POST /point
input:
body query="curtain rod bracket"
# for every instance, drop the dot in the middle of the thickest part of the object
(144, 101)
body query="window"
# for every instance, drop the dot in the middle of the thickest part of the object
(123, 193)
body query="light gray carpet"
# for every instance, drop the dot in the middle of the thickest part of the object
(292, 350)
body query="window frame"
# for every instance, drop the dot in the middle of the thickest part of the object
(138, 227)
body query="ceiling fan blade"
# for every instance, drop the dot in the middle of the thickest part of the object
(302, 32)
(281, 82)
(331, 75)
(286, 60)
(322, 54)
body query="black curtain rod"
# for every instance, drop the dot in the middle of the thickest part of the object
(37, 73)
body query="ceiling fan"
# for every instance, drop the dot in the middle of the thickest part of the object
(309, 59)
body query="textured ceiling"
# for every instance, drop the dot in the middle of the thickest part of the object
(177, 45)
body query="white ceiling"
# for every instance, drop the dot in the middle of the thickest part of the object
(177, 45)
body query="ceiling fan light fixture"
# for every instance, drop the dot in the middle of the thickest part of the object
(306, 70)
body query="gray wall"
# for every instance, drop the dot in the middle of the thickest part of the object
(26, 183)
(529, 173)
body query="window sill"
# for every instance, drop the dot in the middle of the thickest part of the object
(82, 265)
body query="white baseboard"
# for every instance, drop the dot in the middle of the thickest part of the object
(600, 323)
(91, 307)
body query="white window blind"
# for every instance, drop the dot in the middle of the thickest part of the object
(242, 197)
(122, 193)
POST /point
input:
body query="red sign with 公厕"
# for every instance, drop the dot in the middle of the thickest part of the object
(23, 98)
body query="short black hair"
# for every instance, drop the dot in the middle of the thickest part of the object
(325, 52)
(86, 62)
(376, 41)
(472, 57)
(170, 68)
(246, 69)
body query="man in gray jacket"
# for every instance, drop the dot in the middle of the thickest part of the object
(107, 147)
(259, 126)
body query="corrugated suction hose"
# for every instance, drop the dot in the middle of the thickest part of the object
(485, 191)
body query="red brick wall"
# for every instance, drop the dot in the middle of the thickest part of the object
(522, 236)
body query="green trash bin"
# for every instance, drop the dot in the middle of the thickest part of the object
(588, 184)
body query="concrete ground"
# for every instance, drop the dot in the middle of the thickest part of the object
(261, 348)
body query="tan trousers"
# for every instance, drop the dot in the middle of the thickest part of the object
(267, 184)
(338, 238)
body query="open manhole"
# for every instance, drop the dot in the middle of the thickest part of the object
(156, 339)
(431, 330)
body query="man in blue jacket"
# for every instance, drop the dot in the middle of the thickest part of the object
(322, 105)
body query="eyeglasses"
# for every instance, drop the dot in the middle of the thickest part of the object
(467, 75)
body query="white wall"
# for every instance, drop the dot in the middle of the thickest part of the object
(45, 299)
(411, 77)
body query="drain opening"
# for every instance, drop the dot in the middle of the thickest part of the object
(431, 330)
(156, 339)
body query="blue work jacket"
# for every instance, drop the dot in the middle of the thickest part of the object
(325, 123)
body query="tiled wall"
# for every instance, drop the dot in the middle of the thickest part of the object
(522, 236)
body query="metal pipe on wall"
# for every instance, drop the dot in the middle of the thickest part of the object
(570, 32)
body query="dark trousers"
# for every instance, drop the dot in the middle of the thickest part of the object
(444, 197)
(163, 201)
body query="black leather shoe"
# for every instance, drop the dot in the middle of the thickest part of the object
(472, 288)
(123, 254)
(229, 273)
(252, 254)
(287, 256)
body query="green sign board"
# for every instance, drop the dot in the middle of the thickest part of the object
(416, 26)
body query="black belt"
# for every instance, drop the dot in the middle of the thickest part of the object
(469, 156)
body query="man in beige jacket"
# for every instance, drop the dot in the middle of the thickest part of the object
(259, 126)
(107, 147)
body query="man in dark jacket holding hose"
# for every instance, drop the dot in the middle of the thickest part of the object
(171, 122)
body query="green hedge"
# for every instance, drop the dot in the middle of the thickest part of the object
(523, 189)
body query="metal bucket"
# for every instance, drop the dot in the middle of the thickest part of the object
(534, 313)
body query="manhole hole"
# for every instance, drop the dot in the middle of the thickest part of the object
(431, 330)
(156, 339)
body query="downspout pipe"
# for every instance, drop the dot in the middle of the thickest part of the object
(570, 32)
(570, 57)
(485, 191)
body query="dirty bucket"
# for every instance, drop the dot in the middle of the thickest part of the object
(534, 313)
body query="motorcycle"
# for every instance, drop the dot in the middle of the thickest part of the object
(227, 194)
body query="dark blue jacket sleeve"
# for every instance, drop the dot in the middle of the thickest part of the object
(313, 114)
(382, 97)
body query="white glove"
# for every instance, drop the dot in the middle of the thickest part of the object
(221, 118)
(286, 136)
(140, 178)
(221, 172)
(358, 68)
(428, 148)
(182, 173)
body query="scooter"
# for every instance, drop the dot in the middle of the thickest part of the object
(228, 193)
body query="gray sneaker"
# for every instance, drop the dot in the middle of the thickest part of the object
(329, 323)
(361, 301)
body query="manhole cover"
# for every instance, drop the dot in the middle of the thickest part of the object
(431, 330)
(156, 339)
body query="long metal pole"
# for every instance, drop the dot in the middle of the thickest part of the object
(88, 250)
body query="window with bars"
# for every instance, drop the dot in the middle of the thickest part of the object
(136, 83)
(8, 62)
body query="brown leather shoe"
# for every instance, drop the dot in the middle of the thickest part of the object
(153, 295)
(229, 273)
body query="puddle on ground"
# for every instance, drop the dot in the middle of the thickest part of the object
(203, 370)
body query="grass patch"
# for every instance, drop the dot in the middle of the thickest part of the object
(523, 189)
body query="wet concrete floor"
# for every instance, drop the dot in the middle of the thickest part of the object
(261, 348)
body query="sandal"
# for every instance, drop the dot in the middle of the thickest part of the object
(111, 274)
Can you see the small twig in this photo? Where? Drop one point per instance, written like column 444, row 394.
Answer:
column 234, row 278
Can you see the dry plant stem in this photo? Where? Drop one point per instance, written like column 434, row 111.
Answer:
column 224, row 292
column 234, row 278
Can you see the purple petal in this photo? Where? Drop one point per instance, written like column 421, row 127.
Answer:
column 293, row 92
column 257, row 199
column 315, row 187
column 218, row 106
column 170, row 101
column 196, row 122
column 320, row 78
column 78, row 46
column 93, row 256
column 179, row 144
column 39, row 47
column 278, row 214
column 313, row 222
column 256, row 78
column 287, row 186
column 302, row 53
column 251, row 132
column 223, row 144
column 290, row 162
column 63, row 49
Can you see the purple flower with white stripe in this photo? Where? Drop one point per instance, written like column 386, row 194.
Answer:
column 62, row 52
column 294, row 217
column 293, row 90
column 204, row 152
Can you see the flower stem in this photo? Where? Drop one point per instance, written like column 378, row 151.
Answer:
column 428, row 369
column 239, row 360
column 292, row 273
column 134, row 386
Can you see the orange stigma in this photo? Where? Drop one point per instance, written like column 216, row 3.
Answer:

________________________________________

### [EXERCISE REQUIREMENTS]
Check all the records above and select each line where the string "sign" is found.

### [ANSWER FOR THE TASK]
body query="red sign with 公厕"
body query="green sign board"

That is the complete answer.